DATASET
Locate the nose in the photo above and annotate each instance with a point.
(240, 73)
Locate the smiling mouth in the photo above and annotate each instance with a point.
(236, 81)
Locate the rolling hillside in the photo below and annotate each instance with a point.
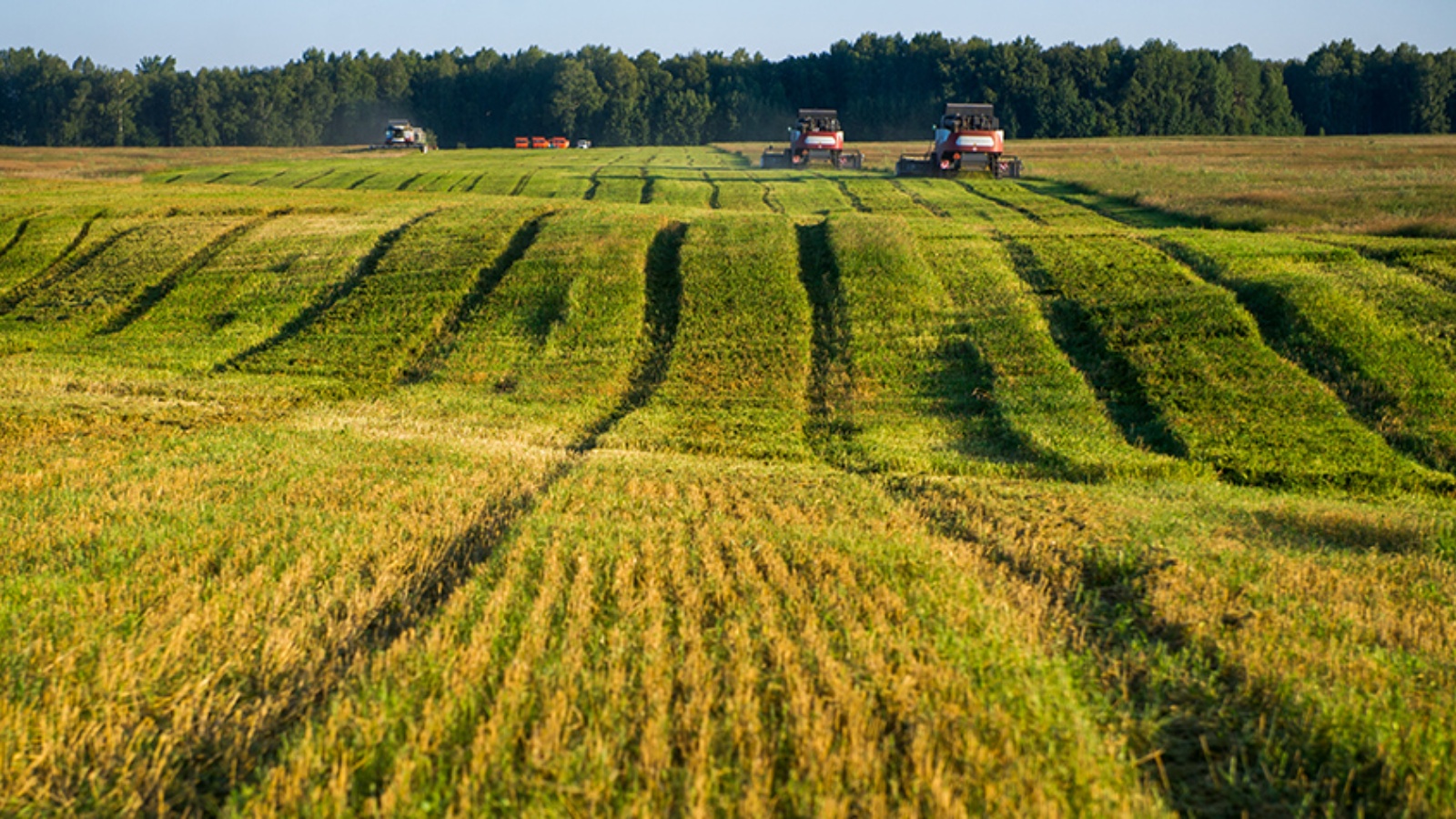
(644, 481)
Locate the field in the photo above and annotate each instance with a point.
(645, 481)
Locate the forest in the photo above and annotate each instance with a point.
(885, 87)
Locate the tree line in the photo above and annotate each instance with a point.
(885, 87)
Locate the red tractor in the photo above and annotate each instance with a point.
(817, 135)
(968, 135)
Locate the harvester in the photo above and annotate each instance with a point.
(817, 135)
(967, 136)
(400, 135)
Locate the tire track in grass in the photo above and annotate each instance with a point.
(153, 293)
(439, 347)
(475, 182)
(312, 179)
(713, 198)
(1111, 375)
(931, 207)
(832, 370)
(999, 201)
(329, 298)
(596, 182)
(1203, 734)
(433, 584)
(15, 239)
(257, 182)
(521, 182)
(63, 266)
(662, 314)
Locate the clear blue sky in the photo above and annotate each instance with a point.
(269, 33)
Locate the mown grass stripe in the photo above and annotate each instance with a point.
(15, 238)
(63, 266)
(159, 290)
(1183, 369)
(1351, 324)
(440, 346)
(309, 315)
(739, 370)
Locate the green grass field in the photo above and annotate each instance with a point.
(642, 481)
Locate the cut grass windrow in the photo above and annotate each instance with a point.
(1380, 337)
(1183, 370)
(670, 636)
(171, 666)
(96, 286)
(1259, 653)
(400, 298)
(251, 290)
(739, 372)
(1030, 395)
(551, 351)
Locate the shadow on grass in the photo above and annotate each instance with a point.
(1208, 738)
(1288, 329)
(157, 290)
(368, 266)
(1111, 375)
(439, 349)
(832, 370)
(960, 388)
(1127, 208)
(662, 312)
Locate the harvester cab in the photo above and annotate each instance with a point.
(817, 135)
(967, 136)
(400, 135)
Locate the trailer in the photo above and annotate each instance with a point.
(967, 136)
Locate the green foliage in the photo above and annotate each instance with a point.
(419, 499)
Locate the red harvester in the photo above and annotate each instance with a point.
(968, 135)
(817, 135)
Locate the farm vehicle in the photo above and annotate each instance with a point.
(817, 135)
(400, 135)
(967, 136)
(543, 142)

---

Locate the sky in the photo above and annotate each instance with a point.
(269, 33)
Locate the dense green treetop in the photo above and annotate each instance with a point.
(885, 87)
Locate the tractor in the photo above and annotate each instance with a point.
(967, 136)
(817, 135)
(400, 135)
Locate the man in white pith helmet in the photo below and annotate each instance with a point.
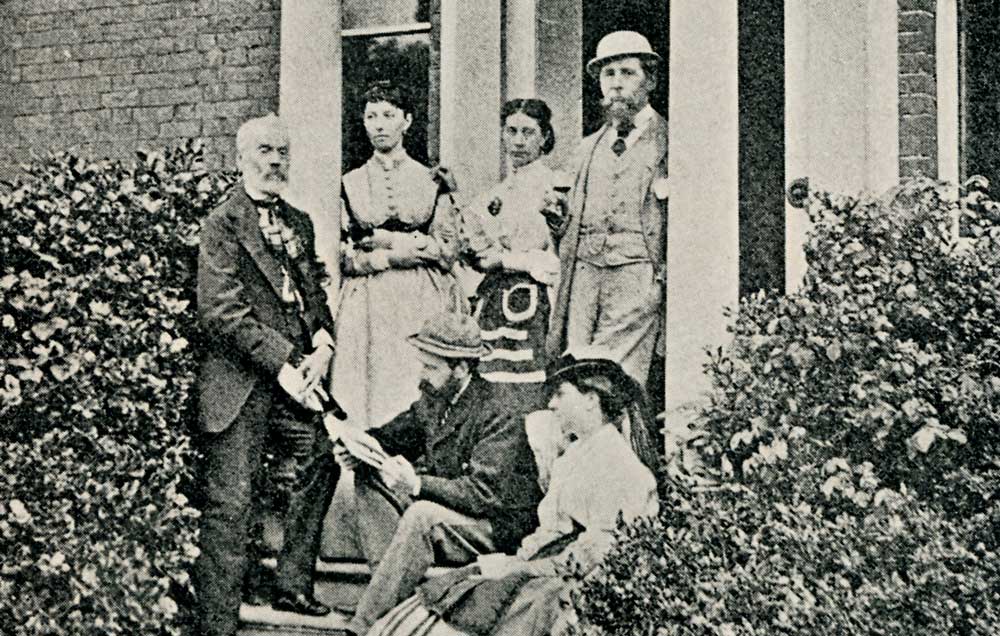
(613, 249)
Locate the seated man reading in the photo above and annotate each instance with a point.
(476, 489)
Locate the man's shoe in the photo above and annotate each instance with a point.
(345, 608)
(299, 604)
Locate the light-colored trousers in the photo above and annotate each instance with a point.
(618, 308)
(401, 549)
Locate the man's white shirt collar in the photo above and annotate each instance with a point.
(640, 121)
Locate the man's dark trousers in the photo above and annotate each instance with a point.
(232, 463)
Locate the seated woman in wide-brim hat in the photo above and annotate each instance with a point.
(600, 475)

--

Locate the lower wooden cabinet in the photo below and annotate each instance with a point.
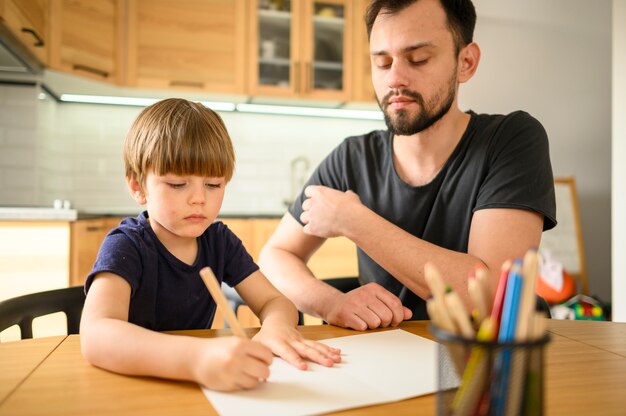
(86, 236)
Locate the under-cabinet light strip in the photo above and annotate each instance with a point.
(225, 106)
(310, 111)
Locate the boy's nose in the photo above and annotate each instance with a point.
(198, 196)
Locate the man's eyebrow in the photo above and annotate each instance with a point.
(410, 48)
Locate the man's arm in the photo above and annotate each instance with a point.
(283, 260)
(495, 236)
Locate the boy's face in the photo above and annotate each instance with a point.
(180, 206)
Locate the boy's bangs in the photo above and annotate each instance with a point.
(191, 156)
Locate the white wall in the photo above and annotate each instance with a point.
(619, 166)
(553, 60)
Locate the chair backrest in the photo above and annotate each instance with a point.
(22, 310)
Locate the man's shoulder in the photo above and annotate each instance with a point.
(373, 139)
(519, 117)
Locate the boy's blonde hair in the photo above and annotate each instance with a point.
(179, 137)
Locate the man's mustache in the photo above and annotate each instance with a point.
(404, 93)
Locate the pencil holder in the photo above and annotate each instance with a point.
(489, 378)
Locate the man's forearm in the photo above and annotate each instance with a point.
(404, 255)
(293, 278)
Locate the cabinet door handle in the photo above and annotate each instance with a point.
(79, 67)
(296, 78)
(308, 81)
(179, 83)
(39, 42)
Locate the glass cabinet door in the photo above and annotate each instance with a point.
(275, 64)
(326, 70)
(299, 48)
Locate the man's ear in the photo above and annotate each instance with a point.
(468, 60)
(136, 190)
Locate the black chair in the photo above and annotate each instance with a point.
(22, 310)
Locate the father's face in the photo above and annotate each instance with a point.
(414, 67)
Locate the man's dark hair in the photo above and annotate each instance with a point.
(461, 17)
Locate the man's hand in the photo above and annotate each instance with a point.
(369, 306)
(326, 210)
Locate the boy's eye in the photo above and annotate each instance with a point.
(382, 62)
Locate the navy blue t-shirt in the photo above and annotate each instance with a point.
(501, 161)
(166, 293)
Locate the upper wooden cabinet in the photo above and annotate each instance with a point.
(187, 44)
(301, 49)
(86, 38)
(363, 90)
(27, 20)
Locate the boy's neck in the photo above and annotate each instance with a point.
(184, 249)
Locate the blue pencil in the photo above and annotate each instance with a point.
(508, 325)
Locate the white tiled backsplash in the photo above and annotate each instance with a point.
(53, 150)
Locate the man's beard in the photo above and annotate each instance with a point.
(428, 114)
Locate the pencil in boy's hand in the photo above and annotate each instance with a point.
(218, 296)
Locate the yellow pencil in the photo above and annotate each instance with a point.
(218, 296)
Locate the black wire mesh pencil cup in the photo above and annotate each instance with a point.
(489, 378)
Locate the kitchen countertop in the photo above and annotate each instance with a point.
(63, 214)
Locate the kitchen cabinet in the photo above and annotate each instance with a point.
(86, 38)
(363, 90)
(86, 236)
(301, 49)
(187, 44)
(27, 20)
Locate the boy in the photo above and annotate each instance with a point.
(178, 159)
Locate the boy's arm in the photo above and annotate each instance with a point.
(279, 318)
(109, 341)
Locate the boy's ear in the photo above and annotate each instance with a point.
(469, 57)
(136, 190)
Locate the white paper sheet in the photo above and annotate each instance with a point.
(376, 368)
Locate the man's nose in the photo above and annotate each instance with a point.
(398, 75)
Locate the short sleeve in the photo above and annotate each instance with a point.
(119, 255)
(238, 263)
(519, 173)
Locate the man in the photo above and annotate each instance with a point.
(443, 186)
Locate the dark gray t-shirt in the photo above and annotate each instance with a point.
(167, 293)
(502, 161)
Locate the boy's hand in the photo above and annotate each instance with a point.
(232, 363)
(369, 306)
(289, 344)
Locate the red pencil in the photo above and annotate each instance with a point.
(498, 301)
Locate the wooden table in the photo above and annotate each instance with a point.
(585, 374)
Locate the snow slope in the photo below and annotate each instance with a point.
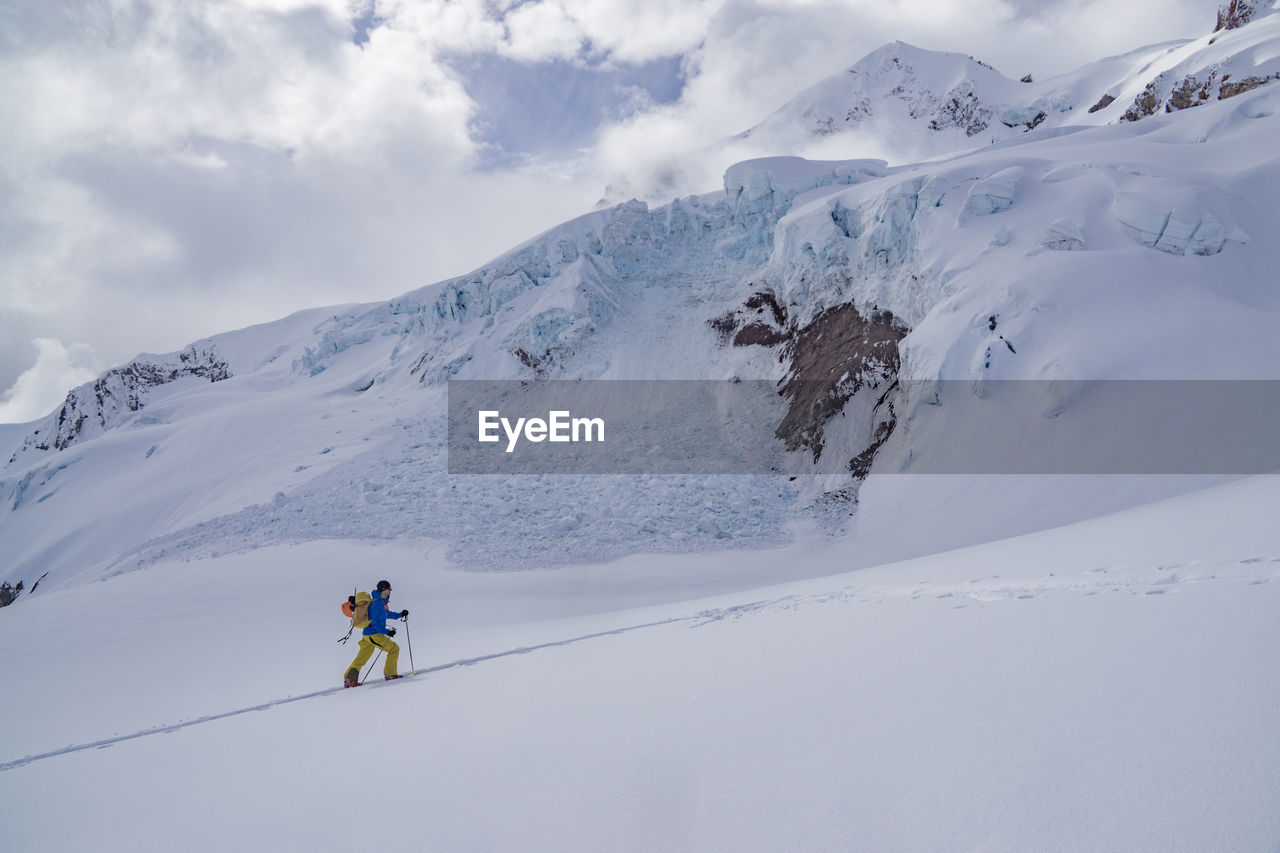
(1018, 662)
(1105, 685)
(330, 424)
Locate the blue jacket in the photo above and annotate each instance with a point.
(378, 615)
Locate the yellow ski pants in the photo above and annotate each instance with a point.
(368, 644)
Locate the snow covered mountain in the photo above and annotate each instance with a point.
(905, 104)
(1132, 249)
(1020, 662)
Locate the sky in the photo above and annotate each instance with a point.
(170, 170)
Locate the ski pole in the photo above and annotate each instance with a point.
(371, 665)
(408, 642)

YOUR GOAL
Count the lines in the records that contain the word "trousers" and give only that number.

OUTPUT
2